> [掲載文]
···

もう、作品タイトルからしてかっこいいじゃないですか。「何これ、面白そう」って、期待感がググッと盛り上がりませんか?
読んでみれば、その期待を遥かに超える面白さ。最初の数行で風景がブワッと広がって心を掴まれ、1ページ読み終わる頃には期待は確信に変わるでしょう。肌を灼く陽射しと髪を揺らす潮風を感じながらさらに読み進めば、主人公マカレーナの強烈な魅力に心を撃ち抜かれること請け合いです。
他の登場人物も生き生きと描かれ、どのキャラを主人公に据えても物語ができそう。特に、マカレーナと愛人フアンの粋な関係性に痺れます。
また、銃撃戦やカーアクションの場面などは大スクリーンで観るハリウッド映画ばりの臨場感&大迫力。カメラワークやカット割がめちゃくちゃカッコイイんです。読みながら、何度PCの前で叫んだことか。
陽光と活気あふれる街の裏にある抗争、硝煙血煙立ち上るバイオレンス、夜に生きる女達の逞しさと危うさ、そして甘酸っぱく切ないラブロマンスが交錯する物語。そして幕間に挟まれる背景等の解説が物語の解像度を爆上げしてくれるという構造も有り難い。
強くお薦めしたい傑作なのですが……終盤はかなり泣かされることを覚悟しておいてください。もう何度も思い出し泣きしたのに、今思い返してもまた涙が。姐さん、あんたって人は……さらに最終話の美しさといったら、もう。
とにかく素晴らしい作品です。大好き。
マカレーナ。
あまりに魅力的なキャラクターでした。
娼館の主人にして絶世の美女。
ギャングのボスの愛人でありながら、誰にも支配されることはなく。
わがままで自由奔放にして、誰よりも情が深い優しい人間。
そんなマカレーナを中心に、カリブを舞台にしたラブストーリーとバイオレンスアクションが混然一体となった物語が幕を開けます。

···

> [出題内容 a] エントリで「floor」という文字列を含む行がいくつあるか、数だけを答えてください。大文字と小文字は区別する。
掲載文とエントリは、それぞれ別の出典から取られている。

> [提供エントリ]
···

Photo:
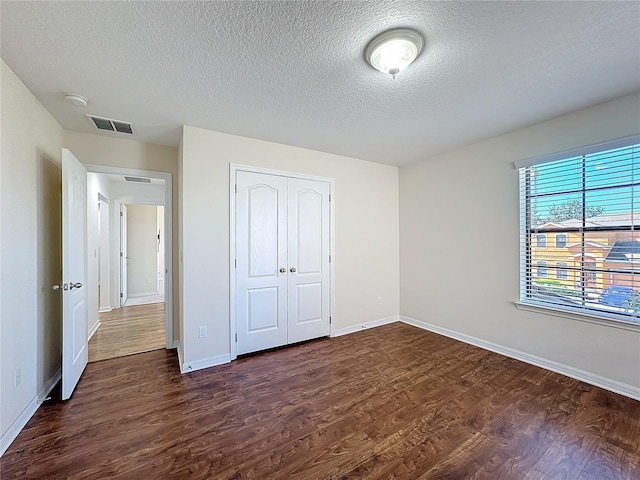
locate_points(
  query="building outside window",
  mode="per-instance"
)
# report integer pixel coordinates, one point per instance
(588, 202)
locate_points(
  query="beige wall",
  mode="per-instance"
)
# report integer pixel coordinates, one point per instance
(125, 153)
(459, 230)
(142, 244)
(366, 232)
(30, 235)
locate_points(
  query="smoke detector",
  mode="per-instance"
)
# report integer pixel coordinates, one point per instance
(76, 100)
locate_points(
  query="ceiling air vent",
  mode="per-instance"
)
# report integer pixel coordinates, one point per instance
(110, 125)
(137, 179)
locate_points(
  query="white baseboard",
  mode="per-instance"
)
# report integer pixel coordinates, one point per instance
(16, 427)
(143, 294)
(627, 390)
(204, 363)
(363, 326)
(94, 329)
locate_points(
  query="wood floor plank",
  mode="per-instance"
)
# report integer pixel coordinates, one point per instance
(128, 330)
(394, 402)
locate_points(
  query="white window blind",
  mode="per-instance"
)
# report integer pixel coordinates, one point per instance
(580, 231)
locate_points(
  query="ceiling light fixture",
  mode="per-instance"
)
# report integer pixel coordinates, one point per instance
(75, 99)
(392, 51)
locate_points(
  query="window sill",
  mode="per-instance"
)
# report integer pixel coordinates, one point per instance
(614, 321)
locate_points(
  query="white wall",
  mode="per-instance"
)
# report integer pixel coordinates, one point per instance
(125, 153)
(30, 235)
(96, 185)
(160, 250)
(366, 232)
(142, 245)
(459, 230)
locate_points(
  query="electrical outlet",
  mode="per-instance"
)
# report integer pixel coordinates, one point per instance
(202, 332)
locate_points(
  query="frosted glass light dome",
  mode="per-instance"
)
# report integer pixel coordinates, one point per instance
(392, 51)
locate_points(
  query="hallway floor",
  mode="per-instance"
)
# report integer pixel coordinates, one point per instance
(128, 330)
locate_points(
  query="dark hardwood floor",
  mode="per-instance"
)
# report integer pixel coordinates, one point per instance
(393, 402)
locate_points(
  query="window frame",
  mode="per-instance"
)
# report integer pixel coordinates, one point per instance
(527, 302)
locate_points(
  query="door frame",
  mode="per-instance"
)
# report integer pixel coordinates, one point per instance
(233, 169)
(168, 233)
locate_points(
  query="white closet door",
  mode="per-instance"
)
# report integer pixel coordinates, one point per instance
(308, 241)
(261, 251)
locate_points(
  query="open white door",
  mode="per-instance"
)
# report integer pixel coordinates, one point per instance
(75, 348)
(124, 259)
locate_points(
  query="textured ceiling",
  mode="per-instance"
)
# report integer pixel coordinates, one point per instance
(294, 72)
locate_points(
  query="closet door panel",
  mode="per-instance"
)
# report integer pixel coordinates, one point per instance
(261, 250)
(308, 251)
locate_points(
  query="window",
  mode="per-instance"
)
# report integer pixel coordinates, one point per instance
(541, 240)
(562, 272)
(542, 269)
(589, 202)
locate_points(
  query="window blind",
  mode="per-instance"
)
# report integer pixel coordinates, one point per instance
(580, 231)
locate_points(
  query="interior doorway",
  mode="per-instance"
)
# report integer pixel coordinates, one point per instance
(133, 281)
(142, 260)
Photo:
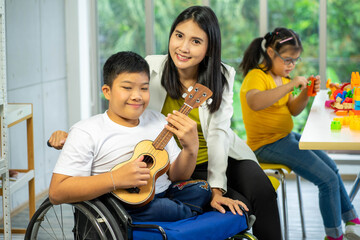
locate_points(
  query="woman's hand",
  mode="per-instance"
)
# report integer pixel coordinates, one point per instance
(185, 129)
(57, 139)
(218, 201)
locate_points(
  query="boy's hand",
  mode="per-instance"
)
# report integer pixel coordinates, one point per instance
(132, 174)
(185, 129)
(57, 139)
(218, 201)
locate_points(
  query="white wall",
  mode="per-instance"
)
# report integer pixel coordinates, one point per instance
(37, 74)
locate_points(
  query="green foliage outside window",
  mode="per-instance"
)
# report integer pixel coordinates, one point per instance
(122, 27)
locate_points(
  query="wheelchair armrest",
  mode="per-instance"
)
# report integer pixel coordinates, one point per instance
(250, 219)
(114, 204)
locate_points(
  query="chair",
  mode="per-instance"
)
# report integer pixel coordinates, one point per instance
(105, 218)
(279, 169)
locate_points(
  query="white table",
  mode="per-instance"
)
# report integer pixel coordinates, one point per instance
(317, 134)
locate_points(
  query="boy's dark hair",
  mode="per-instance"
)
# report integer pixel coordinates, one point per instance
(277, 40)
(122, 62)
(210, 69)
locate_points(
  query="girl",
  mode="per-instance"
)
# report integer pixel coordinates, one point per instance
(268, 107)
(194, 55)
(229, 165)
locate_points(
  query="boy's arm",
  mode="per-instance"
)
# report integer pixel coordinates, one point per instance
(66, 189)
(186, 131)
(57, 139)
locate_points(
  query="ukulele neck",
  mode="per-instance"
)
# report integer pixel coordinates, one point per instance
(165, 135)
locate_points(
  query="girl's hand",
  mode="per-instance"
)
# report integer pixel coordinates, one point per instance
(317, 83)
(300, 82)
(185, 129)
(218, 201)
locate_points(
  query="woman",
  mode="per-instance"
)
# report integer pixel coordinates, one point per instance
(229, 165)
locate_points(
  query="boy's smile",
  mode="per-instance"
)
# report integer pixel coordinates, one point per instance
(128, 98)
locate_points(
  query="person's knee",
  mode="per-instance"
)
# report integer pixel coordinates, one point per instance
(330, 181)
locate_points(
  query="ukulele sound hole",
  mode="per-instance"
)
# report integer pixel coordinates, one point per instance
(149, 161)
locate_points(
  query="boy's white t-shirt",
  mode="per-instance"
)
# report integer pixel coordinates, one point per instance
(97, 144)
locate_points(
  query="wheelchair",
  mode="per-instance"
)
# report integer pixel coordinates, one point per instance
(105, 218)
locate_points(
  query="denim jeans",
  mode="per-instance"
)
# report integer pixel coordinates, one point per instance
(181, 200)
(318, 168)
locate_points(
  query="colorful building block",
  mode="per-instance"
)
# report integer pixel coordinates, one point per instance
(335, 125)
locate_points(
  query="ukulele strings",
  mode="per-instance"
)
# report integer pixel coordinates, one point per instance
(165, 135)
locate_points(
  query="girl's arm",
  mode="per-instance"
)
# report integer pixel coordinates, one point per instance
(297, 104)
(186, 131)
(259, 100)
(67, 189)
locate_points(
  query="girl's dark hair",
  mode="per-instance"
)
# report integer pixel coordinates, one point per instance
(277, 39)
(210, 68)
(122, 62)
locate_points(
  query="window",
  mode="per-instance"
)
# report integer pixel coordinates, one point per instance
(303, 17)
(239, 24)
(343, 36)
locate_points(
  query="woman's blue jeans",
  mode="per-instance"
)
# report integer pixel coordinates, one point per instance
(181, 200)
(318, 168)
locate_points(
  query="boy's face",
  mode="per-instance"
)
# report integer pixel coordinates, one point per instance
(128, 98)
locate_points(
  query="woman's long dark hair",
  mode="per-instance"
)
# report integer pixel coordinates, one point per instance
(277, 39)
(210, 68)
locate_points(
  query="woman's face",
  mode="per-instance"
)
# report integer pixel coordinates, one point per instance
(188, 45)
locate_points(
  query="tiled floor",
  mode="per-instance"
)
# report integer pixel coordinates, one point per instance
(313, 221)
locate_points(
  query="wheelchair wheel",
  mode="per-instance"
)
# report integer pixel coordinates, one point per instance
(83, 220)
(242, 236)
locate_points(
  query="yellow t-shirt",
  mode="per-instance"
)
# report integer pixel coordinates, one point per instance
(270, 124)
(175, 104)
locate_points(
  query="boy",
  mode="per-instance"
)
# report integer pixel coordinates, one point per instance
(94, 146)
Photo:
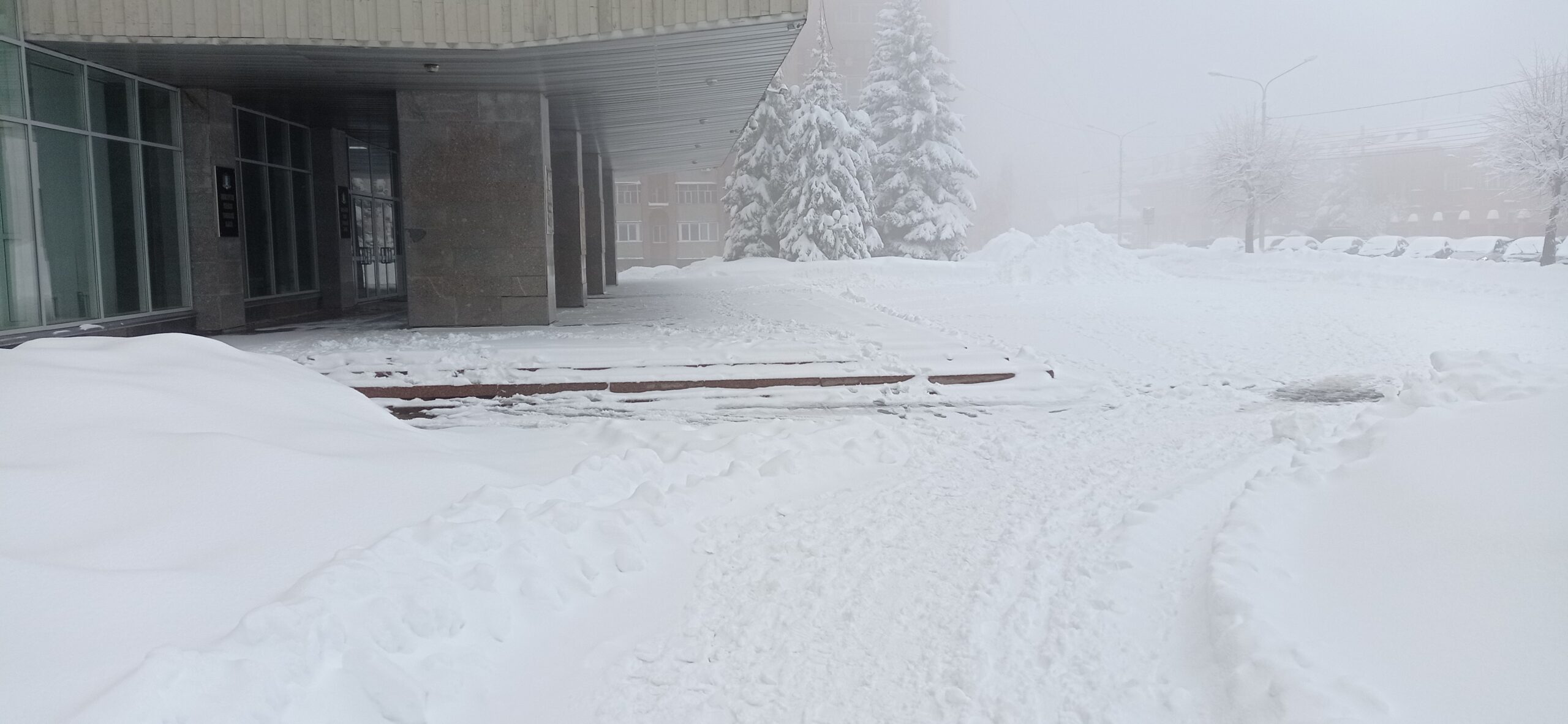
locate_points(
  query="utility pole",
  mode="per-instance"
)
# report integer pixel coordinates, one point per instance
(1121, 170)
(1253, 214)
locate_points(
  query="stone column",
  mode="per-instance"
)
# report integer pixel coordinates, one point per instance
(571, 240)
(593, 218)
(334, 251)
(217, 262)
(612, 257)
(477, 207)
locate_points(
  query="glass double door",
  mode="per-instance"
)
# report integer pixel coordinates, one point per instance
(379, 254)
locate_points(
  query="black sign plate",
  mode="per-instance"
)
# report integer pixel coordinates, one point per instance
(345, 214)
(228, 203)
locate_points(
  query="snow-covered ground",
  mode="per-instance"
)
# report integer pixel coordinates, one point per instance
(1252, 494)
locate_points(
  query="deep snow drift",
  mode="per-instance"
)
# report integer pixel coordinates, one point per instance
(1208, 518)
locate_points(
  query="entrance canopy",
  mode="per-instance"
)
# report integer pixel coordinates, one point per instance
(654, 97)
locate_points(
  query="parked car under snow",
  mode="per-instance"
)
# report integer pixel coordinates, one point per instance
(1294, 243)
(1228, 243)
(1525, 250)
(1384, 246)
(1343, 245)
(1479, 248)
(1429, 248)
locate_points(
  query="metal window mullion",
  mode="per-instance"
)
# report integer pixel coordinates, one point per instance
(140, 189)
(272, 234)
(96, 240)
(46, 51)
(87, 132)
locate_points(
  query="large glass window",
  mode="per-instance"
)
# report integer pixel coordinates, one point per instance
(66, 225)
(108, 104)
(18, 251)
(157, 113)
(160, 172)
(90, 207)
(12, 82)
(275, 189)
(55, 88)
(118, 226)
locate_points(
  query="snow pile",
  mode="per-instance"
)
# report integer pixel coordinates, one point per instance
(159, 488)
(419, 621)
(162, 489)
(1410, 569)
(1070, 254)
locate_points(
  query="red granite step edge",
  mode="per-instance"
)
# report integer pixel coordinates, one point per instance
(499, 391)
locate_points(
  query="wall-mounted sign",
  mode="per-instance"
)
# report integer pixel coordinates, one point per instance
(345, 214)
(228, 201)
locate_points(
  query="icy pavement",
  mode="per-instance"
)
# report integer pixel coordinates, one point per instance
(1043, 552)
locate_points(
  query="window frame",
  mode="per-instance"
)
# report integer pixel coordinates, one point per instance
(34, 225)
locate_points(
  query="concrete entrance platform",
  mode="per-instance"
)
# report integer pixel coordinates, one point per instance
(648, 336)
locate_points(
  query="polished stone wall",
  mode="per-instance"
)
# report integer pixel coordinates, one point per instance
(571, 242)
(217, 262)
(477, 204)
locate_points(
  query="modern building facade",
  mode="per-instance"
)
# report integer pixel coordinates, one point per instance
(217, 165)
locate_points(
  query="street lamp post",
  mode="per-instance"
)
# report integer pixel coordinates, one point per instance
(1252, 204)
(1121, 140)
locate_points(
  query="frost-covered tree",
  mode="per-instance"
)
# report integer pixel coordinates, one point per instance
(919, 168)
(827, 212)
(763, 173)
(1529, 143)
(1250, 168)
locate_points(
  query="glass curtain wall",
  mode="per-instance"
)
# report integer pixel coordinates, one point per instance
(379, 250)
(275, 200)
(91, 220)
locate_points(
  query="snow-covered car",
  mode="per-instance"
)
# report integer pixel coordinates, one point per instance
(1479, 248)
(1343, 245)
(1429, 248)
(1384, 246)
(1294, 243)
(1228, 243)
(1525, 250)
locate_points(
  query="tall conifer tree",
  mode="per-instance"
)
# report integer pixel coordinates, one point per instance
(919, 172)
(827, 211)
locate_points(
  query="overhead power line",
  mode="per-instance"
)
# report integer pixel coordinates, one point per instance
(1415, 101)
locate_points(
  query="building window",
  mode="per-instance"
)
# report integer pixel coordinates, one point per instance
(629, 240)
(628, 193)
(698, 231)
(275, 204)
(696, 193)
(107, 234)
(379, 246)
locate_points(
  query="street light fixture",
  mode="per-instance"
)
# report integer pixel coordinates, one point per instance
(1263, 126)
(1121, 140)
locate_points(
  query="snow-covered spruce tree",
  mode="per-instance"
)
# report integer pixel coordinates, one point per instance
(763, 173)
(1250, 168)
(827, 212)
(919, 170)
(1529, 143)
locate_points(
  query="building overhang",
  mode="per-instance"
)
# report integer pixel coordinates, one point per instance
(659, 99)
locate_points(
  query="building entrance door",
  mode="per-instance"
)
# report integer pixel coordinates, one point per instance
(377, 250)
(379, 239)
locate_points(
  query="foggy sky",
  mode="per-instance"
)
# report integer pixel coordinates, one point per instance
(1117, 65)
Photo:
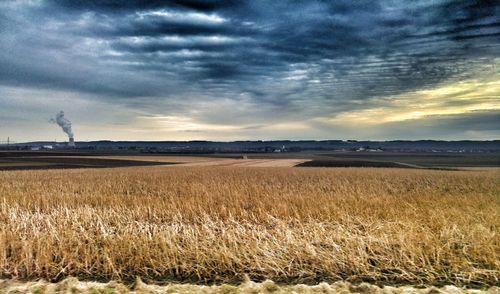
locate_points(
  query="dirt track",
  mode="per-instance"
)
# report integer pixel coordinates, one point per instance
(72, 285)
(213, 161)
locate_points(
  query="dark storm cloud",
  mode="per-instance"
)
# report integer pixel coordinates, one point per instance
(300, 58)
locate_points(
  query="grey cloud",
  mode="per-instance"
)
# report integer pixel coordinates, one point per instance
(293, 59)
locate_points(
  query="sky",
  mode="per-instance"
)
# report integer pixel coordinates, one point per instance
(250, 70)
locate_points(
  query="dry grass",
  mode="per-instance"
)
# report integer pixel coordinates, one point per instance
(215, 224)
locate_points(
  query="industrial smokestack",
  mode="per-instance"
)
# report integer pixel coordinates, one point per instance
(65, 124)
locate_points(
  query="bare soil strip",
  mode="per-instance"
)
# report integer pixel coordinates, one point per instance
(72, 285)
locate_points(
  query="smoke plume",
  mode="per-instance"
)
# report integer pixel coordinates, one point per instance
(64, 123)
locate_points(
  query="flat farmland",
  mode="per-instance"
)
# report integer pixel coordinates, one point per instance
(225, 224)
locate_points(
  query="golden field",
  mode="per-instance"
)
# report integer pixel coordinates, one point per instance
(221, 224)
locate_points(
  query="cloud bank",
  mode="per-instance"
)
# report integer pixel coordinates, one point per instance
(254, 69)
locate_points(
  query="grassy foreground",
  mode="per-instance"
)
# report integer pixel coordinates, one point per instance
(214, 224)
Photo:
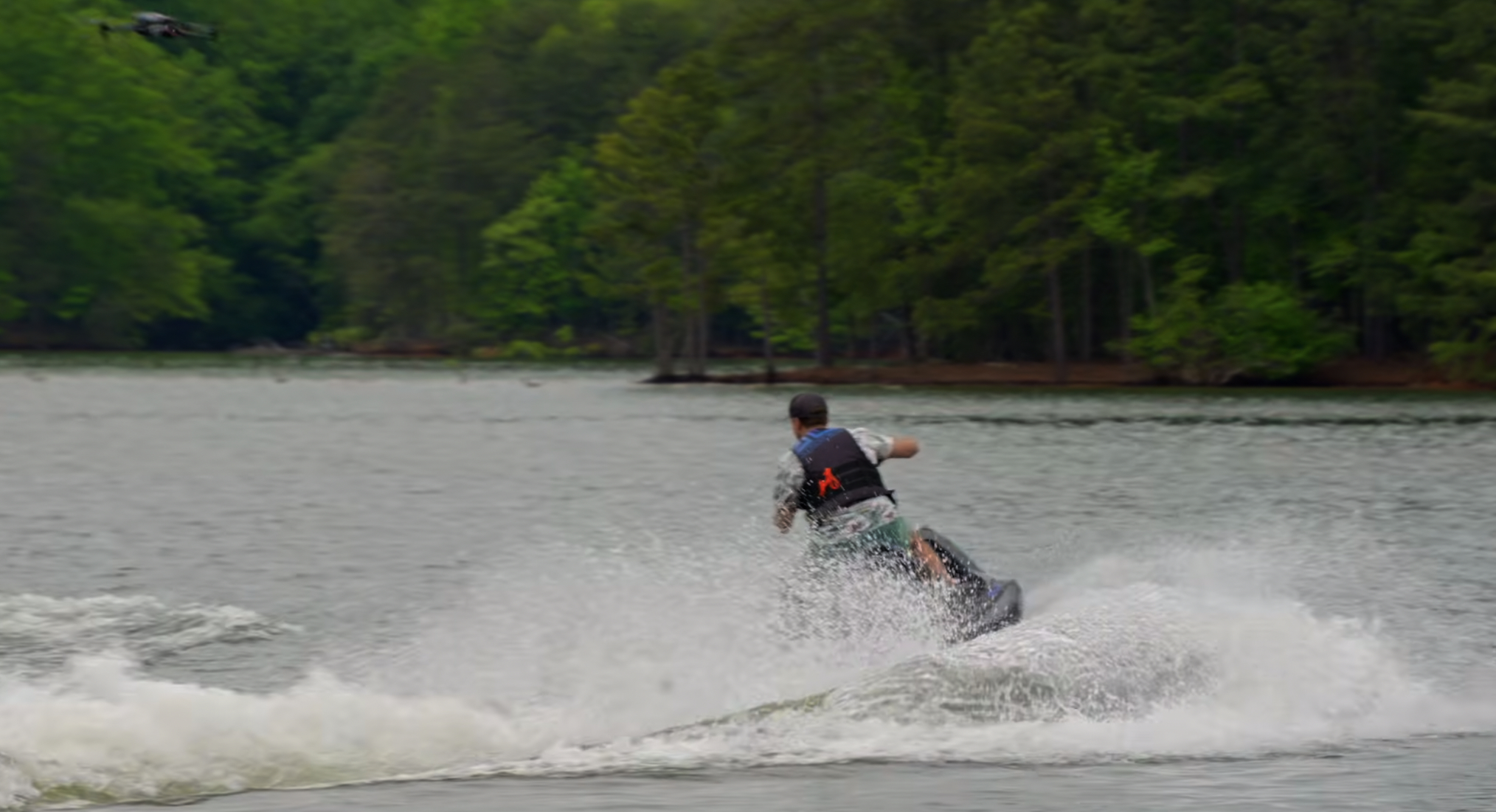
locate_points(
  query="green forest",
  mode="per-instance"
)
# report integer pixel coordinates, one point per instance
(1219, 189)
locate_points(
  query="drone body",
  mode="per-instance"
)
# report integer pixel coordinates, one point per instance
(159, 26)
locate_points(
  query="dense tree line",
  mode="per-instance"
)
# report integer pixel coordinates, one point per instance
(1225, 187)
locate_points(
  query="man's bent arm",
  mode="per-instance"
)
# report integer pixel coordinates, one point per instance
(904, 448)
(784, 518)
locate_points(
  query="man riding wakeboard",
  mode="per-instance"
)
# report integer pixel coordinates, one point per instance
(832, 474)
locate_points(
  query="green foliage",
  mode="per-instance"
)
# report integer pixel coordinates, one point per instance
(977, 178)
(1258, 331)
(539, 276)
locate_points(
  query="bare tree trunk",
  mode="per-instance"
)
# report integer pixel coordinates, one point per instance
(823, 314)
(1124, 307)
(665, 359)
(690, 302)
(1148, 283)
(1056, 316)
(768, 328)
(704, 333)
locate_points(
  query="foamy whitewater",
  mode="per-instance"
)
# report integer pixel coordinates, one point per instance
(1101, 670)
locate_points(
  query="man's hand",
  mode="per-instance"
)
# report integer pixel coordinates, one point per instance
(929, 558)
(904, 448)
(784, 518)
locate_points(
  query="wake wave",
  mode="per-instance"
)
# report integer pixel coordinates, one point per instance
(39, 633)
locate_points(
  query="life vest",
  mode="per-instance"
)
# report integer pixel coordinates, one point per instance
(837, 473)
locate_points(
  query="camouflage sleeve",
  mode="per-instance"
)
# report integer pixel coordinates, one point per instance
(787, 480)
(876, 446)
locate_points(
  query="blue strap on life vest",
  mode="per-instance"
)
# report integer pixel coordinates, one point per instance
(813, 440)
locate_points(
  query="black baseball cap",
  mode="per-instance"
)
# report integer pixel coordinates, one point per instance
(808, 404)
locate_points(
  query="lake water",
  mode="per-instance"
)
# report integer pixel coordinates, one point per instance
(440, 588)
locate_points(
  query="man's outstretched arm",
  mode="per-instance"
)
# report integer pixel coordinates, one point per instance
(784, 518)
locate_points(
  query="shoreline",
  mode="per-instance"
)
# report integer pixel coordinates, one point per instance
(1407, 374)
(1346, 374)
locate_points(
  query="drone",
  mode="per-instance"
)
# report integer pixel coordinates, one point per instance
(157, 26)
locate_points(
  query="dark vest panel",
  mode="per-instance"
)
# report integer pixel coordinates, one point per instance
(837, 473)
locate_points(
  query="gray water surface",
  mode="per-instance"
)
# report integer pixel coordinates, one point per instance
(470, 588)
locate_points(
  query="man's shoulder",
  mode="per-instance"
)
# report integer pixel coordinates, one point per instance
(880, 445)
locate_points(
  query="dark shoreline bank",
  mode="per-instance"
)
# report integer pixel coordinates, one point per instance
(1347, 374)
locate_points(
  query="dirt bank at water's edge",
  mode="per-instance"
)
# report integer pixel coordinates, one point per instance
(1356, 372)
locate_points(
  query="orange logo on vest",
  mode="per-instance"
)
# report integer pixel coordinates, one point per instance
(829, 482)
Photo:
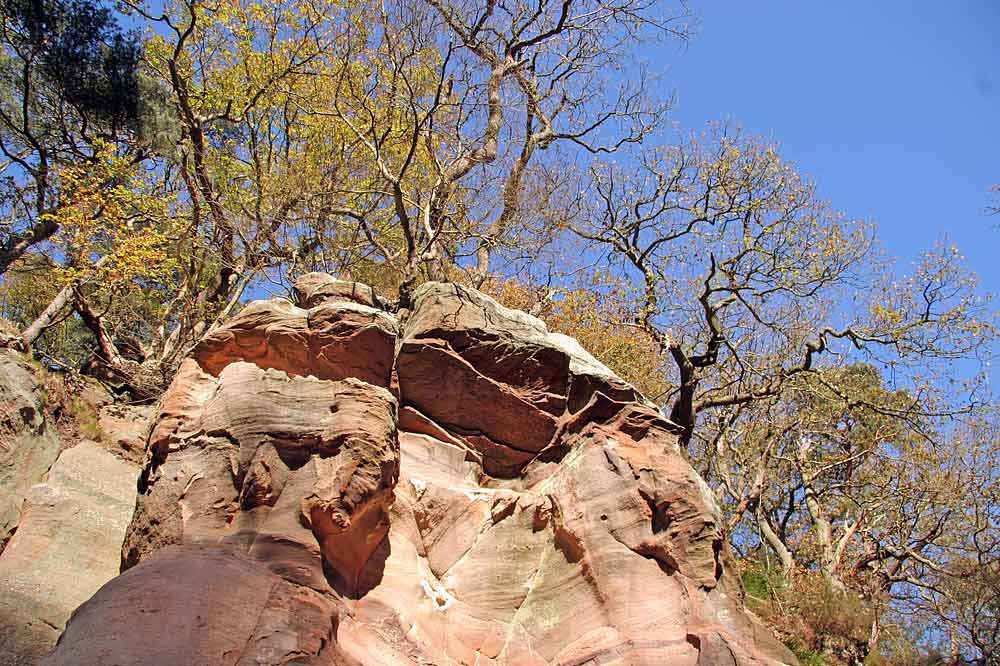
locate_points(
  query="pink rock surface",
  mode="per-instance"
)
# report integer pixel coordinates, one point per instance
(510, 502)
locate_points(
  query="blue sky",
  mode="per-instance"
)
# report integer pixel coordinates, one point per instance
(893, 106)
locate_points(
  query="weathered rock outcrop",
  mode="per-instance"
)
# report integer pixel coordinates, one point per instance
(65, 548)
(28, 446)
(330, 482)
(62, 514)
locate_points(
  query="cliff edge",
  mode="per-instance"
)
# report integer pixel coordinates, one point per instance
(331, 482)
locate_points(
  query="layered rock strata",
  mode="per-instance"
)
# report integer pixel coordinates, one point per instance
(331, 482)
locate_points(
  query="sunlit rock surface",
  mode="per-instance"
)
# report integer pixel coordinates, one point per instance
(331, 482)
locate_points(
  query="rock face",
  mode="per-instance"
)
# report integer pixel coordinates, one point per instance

···

> [出題内容 b] 掲載文で、マカレーナは何の主人とされているか。

> [解答 a] 4

> [解答 b] 娼館の主人。